> [Activity list]:
- 1) Answer these questions from the piece on eating meat:
(a) On which podcast was Jeff McMahan interviewed?
(b) Which two kinds of teeth does the author cite as evidence for humans being obligate omnivores?
(c) Which three nutritional deficiencies does the author list?
- 2) Reproduce the passage of the piece on eating meat that begins at the words "This is strong" and stops after "CONSUME ANIMAL PRODUCTS.", switching "physiology" to "anatomy".

> [Passage to read]:
--- START ---
Is Eating Meat Morally Wrong?

In recent podcast interview on Philosophy Bites, philosopher Jeff McMahan argues that humans shouldn’t eat meat, because killing animals deprives them of valuable future life experiences. He believes that the morally bad act of cruelly depriving another conscious being of its future life outweighs the good that humans derive from eating animals. What do you think?

Listen to the podcast here.

This is, I believe, a mis-application of moral philosophy, counter-physiological and just plain silly. McMahan’s initial premise, that the moral harm done to a sentient animal (by cutting short it’s life and depriving it of pleasurable life experiences) outweighs the benefits to humans of eating animal products, is flawed and exactly where this particular argument for vegetarianism falls down. McMahan seems to imply that the only benefit for humans when eating animal products is pleasure. This too is flawed.

If one wants to argue this on evolutionary grounds (a common worldview of secular philosophers), there is ample evidence that humans have evolved as obligate omnivores, in the same manner as chimps and gorillas. Some evidence of this is:

1. Dentition consistent with being an obligate omnivore. This includes both molars for grinding vegetable matter (like a herbivore) and canines for ripping and tearing flesh (like a carnivore).

2. A gastro-intestinal and digestive set up like an obligate omnivore. Not the short gut of a pure carnivore and not the long, multi-stomached GI system of an obligate herbivore.

3. The commonly seen nutritional deficiencies that result from a vegetarian diet that is not artificially supplemented – B12 deficiency, iron deficiency, protein deficiency.

This is strong evidence that humans are physiologically set up as obligate omnivores. Whether this is by evolution or by design is another debate. Couple this with the fact that, if evolution is true,  humans have obviously evolved as hunters and gatherers – that is HUNTERS and gatherers -  with the self-evident evolutionary advantages that this omnivorous diet has conferred.

Either way, by design and by physiology, there really is no argument – HUMANS ARE MEANT TO CONSUME ANIMAL PRODUCTS.
--- END ---
[Records excerpted from a collection]
--- START ---
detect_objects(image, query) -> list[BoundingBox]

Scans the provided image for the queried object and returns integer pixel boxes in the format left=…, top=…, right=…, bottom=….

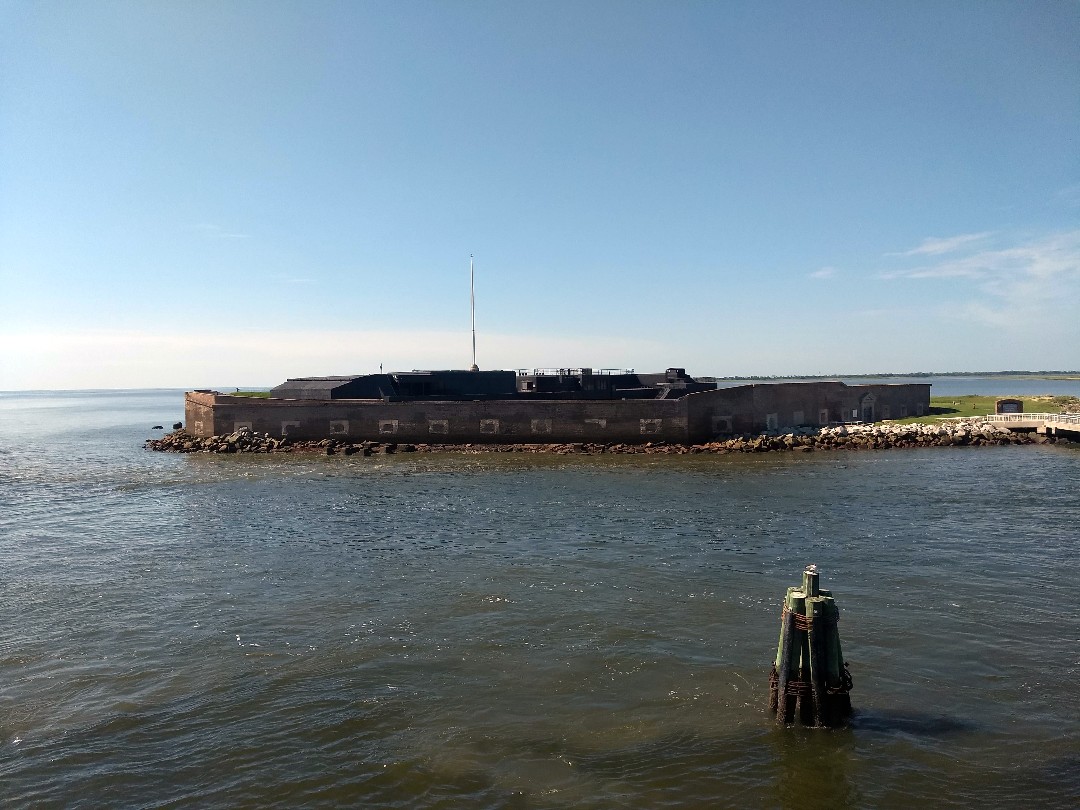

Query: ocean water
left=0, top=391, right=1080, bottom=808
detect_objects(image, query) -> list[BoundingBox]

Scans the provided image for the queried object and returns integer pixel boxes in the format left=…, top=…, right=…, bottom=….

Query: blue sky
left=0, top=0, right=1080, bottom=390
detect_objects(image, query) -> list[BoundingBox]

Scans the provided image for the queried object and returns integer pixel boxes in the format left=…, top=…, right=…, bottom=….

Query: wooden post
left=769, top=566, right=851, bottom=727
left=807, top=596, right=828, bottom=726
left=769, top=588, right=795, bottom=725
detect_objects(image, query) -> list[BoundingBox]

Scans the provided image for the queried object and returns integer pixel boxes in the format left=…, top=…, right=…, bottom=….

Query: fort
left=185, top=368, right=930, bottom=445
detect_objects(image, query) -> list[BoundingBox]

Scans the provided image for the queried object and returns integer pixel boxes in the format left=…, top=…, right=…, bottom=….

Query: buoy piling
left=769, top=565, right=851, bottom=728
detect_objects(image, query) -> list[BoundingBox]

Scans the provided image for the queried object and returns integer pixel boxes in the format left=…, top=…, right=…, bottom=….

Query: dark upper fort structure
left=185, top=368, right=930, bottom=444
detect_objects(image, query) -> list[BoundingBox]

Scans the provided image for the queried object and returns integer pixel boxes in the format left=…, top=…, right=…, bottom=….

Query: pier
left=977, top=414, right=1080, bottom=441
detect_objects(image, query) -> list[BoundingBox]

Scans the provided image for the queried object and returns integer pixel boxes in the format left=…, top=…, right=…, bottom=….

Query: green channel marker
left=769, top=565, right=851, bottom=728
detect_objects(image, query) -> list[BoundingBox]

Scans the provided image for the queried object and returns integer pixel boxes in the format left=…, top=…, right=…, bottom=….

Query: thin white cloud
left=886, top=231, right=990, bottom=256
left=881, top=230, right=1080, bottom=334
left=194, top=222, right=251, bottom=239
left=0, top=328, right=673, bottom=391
--- END ---
> [Responses for each task]:
- 1)
(a) Philosophy Bites.
(b) Molars and canines.
(c) B12 deficiency, iron deficiency, and protein deficiency.

- 2)
This is strong evidence that humans are physiologically set up as obligate omnivores. Whether this is by evolution or by design is another debate. Couple this with the fact that, if evolution is true,  humans have obviously evolved as hunters and gatherers – that is HUNTERS and gatherers -  with the self-evident evolutionary advantages that this omnivorous diet has conferred.

Either way, by design and by anatomy, there really is no argument – HUMANS ARE MEANT TO CONSUME ANIMAL PRODUCTS.